Objective: From the data below, keep only the lines that contain the string "moth" and copy each one out whole. Matching is case-sensitive.

— start Records shown —

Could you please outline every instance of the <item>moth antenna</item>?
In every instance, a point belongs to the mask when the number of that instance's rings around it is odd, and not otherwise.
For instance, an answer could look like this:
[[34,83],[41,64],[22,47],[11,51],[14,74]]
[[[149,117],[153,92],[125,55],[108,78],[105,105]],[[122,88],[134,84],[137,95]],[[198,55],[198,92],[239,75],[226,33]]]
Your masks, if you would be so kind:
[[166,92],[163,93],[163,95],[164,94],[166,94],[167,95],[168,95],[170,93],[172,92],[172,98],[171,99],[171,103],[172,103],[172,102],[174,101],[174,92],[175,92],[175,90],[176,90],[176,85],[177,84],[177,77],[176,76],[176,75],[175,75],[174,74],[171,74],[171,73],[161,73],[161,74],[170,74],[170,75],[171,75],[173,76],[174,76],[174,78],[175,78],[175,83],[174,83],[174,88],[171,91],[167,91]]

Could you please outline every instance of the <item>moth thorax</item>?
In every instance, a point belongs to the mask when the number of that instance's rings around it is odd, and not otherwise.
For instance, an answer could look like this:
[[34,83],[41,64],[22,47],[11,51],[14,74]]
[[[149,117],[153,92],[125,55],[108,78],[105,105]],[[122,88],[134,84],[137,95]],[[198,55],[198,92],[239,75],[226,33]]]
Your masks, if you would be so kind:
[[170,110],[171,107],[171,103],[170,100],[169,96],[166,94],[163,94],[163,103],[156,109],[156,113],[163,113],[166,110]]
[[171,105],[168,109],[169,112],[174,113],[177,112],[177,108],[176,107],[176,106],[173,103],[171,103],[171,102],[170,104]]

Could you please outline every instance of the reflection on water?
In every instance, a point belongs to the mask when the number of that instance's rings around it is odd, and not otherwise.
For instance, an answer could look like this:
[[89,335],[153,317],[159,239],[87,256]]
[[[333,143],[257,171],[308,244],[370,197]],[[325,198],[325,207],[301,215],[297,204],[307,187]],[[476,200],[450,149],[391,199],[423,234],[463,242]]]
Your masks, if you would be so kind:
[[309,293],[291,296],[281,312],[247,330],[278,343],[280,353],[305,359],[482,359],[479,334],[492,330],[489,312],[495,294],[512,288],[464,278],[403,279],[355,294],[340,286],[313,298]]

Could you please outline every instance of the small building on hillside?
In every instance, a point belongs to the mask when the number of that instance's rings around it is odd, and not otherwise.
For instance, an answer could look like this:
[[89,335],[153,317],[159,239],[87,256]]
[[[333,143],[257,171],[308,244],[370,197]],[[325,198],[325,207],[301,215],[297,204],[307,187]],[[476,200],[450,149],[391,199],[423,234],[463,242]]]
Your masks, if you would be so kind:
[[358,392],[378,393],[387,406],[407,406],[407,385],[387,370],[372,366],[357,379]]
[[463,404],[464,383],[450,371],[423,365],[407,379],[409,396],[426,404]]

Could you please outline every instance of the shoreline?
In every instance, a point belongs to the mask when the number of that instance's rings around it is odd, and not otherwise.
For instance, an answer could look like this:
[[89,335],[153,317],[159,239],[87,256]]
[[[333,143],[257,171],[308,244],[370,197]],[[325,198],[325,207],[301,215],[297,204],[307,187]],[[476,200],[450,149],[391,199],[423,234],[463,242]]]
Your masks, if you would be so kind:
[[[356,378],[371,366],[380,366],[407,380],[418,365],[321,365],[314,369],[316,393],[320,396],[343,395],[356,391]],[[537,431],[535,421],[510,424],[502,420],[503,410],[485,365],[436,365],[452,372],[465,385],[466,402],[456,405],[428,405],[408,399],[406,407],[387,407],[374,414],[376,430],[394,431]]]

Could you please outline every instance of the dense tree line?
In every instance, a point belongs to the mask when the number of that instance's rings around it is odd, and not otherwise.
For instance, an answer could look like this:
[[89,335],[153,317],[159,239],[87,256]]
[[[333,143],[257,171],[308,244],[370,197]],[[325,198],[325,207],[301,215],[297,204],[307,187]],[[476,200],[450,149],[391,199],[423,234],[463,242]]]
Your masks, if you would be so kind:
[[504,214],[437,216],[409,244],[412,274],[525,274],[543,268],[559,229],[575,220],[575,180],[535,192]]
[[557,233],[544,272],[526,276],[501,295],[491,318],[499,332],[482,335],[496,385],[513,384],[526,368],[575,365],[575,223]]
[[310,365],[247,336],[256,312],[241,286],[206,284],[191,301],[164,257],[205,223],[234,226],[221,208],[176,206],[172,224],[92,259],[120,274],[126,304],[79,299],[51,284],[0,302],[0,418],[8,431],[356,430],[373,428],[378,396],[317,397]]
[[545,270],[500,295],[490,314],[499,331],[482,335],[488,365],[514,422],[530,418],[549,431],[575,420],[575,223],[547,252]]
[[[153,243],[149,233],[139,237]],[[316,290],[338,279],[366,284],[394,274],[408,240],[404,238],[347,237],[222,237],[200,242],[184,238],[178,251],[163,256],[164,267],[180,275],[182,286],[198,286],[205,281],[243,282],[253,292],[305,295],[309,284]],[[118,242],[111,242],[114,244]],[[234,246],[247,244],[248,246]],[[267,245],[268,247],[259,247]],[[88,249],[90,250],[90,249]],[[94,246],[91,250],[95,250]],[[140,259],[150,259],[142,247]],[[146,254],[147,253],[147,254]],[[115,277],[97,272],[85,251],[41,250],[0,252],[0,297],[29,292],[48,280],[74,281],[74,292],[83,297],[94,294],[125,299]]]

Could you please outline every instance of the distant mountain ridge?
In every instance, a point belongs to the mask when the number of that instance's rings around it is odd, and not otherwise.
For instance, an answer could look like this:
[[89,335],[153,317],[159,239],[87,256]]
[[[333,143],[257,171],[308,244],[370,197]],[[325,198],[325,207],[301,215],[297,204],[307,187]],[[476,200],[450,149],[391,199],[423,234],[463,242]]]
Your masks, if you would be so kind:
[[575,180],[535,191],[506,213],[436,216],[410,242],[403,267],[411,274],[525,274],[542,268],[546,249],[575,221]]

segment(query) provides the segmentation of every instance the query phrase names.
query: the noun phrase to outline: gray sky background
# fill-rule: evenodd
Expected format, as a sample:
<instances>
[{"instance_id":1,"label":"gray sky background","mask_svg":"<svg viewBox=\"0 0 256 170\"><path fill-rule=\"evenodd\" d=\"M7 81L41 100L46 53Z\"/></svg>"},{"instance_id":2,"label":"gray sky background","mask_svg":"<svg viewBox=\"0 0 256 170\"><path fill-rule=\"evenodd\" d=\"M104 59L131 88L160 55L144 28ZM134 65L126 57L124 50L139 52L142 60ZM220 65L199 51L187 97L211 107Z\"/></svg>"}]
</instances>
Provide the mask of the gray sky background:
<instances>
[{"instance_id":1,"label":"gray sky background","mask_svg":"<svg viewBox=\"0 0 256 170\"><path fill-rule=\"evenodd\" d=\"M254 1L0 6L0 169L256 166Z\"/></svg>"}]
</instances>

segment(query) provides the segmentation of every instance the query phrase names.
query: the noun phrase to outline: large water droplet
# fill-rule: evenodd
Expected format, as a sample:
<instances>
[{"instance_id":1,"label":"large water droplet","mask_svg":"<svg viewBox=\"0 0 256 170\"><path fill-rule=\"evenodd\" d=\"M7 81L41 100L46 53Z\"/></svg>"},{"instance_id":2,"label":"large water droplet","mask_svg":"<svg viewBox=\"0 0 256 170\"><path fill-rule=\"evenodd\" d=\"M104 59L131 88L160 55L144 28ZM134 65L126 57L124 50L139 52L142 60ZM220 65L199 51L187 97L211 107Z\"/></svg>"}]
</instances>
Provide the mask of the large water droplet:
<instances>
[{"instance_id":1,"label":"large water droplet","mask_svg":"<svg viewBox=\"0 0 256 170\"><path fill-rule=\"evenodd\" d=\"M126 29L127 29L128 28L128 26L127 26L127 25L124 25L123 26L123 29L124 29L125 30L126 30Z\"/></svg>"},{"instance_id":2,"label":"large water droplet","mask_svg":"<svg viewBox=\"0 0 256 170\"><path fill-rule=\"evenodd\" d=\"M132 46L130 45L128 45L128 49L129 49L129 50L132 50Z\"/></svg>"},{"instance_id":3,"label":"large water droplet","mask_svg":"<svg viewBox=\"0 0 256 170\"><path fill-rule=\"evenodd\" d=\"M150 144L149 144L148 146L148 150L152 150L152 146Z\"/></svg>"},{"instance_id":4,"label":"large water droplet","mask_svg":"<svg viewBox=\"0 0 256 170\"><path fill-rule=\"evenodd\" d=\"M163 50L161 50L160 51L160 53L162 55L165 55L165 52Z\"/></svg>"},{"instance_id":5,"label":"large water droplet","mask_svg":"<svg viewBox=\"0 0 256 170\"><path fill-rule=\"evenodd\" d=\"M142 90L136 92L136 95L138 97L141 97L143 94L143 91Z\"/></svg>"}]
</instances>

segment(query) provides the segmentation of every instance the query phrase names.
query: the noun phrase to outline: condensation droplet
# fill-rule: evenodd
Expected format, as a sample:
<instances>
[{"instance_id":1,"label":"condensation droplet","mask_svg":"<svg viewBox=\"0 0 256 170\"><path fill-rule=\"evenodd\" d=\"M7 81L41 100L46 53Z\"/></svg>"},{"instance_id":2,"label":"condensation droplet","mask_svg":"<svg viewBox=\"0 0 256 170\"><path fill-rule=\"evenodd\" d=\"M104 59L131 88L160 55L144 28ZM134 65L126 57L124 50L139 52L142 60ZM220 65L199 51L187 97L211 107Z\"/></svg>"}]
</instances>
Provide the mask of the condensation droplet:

— end Records shown —

Written answer:
Could you please outline every instance of the <item>moth antenna</item>?
Could you please outline every instance of the <item>moth thorax</item>?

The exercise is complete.